Please output only the lines that run from the line containing "of the street" through the end of the material below, exactly.

[Point-based annotation data]
□ □ □ □

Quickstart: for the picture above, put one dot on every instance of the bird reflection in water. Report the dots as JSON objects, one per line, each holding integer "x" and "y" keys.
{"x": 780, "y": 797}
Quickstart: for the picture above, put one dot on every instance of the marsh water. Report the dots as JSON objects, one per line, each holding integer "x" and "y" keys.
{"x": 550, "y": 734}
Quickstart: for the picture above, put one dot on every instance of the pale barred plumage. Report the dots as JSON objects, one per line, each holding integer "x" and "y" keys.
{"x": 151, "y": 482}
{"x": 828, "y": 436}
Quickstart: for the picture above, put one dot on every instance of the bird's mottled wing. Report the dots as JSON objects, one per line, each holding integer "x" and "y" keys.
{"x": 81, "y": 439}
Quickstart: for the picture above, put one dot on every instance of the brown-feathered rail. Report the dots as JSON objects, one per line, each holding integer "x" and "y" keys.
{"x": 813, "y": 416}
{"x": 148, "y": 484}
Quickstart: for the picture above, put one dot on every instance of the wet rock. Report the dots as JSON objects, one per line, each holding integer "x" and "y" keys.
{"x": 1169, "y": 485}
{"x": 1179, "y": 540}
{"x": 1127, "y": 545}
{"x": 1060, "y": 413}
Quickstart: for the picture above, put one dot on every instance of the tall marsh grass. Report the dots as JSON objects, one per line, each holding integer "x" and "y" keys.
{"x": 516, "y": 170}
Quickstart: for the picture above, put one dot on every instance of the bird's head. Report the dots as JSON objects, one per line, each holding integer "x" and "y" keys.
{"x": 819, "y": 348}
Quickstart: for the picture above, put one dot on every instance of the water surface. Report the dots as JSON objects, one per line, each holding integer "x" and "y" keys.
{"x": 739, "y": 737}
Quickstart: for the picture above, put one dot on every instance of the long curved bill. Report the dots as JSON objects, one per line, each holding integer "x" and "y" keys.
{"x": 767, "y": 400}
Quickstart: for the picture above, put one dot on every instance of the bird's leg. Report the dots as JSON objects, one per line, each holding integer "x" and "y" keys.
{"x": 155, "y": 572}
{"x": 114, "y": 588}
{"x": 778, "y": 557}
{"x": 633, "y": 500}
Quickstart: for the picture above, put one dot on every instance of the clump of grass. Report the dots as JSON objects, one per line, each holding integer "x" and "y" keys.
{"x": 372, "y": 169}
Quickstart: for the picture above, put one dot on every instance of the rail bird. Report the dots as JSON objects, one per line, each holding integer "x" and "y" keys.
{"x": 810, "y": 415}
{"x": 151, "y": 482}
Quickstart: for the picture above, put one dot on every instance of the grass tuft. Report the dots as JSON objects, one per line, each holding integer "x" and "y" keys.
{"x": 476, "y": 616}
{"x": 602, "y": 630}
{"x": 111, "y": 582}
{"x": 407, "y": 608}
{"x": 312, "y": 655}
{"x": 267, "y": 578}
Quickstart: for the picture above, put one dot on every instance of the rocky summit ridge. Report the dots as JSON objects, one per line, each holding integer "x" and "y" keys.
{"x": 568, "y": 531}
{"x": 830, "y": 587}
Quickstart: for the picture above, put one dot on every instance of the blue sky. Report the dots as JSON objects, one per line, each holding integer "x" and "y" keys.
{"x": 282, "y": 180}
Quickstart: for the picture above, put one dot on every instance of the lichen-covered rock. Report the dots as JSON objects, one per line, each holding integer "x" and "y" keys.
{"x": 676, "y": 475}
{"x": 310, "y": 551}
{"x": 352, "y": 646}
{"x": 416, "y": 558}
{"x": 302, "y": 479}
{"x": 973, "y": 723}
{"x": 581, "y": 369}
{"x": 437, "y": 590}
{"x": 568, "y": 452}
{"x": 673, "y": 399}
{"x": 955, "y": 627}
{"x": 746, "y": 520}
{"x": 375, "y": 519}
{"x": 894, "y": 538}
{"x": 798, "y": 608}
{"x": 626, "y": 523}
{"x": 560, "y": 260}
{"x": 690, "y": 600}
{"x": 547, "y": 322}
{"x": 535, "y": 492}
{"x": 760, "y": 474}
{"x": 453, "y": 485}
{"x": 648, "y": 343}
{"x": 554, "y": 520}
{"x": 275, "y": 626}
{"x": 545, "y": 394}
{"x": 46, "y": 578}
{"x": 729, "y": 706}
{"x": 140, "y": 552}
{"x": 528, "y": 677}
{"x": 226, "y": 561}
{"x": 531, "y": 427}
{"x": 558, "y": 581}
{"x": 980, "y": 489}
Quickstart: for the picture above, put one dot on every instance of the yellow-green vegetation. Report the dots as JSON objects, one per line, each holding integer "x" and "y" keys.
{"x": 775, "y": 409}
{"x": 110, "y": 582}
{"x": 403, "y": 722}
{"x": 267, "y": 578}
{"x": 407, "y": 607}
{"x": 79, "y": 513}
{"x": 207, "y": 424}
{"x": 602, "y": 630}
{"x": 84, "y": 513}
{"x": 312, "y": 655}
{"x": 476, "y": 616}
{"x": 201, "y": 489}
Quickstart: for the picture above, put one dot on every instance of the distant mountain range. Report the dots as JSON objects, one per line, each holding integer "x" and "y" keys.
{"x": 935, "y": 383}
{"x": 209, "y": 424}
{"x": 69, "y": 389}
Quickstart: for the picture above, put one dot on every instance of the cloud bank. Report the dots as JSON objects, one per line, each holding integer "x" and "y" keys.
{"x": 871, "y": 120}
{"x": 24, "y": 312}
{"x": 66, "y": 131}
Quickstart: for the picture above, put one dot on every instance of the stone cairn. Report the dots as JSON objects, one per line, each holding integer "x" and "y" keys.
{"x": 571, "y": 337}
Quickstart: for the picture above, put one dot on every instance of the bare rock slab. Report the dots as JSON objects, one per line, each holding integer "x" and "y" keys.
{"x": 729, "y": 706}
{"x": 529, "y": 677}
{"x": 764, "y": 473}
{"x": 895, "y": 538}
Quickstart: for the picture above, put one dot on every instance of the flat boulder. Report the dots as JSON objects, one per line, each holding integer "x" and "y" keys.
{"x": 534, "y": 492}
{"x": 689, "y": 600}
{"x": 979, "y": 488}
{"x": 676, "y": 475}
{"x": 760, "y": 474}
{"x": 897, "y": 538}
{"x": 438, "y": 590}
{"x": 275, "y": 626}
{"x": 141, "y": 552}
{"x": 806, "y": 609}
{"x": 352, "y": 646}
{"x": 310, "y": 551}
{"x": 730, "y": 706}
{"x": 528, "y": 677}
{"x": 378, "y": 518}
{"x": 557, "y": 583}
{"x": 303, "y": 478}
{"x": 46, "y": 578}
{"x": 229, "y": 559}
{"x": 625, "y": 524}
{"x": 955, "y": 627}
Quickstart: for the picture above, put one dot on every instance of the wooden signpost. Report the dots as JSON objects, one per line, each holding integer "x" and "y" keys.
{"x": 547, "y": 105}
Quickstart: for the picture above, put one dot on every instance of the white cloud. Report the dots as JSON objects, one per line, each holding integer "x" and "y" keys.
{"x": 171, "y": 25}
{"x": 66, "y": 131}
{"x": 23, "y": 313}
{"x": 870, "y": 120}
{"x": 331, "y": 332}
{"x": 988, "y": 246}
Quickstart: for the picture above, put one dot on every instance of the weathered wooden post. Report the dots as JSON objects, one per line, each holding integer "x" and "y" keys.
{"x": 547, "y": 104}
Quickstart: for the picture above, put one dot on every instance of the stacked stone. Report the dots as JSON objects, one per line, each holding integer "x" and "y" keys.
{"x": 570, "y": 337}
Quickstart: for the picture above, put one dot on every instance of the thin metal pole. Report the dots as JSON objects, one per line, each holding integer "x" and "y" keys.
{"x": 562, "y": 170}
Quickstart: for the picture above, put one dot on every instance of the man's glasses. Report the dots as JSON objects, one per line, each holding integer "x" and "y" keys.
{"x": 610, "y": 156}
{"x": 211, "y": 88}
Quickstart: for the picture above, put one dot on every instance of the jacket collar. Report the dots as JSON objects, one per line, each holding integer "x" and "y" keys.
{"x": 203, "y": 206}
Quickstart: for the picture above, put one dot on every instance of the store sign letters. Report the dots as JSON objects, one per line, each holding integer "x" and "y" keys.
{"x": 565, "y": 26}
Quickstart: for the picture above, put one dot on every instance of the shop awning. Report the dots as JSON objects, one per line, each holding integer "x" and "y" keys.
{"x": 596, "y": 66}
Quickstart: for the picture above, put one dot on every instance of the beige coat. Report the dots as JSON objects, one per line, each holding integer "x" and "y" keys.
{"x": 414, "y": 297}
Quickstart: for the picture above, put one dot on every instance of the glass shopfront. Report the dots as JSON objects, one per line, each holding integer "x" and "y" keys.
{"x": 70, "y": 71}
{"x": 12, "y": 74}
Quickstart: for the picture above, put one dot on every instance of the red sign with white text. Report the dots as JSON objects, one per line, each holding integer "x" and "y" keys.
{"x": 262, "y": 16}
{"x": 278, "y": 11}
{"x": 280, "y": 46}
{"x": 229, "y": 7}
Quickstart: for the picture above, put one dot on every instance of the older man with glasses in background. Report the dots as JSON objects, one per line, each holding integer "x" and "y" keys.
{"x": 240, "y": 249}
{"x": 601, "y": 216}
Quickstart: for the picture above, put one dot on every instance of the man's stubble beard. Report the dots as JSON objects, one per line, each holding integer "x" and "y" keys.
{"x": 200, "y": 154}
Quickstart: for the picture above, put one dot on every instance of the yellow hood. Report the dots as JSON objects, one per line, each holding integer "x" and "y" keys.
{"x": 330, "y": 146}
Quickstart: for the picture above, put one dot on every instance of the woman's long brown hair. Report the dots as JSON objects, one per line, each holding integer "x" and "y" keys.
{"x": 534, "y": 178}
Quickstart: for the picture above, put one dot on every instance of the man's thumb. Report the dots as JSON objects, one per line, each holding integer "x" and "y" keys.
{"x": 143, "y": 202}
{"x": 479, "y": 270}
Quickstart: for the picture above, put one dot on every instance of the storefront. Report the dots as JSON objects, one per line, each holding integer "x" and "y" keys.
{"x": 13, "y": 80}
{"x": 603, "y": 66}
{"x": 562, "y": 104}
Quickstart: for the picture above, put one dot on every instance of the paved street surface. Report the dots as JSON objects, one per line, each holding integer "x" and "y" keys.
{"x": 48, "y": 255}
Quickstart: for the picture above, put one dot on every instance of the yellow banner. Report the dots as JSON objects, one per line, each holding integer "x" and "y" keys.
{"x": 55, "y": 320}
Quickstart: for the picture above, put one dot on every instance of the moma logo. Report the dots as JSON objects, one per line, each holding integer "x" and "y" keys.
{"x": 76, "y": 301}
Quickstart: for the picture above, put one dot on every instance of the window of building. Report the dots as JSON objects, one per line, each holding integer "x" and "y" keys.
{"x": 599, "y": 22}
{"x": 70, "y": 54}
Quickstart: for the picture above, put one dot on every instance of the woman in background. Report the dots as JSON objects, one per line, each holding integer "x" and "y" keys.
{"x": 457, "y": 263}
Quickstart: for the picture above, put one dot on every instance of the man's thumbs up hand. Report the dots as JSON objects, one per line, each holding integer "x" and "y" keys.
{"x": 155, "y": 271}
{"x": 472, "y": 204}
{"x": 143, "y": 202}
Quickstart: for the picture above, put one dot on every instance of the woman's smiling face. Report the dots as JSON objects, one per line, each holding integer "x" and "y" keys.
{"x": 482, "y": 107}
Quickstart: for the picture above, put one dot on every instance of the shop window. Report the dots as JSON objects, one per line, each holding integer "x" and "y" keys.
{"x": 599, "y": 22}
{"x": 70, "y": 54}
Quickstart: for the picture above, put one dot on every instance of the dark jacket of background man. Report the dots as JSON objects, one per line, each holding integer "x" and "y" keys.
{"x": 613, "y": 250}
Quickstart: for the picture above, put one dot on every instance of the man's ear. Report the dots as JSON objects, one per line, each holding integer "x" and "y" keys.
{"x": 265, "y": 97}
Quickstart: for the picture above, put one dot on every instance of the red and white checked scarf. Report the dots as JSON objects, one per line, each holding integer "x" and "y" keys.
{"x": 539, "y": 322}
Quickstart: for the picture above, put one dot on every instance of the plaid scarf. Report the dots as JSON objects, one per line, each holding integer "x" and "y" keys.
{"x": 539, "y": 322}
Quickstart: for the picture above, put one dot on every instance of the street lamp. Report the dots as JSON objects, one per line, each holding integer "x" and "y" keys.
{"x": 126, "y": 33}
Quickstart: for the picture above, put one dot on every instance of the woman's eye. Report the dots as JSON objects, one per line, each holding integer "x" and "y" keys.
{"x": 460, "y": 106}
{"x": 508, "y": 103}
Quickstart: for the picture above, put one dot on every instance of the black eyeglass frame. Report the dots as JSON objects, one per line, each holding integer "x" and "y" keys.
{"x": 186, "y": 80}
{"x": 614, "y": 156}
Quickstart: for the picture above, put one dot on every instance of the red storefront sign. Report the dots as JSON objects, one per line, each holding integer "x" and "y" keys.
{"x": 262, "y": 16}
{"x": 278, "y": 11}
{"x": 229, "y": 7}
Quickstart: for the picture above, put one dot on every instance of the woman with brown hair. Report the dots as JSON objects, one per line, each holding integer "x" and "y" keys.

□ □ □ □

Answer:
Quickstart: for the picture above, put one dot on every instance of the street lamp. Report the dots as JSON objects, one per line, each holding integer "x" and "y" keys.
{"x": 126, "y": 33}
Quickstart: for the picture above, put one dot on every instance of the woman's eye. Report the dots as JSON objects, one per line, each holding integer "x" and "y" keys.
{"x": 460, "y": 106}
{"x": 508, "y": 103}
Quickstart: for the picture above, put one dot on every instance of the black eyeglass frame. Report the dots as JSON objects, one per line, each holding integer "x" and "y" keys.
{"x": 186, "y": 80}
{"x": 614, "y": 156}
Quickstart: for the picture above, put one dot on every instance of the red storefront sign. Report the dots as JSON objects, one per line, each holding integer "x" and "y" keys.
{"x": 262, "y": 16}
{"x": 278, "y": 11}
{"x": 229, "y": 7}
Quickstart: for the picture above, put one dot on every instance of the woman with brown hair. Report the dots as JSON objects, one per line, each holding integer "x" and "y" keys.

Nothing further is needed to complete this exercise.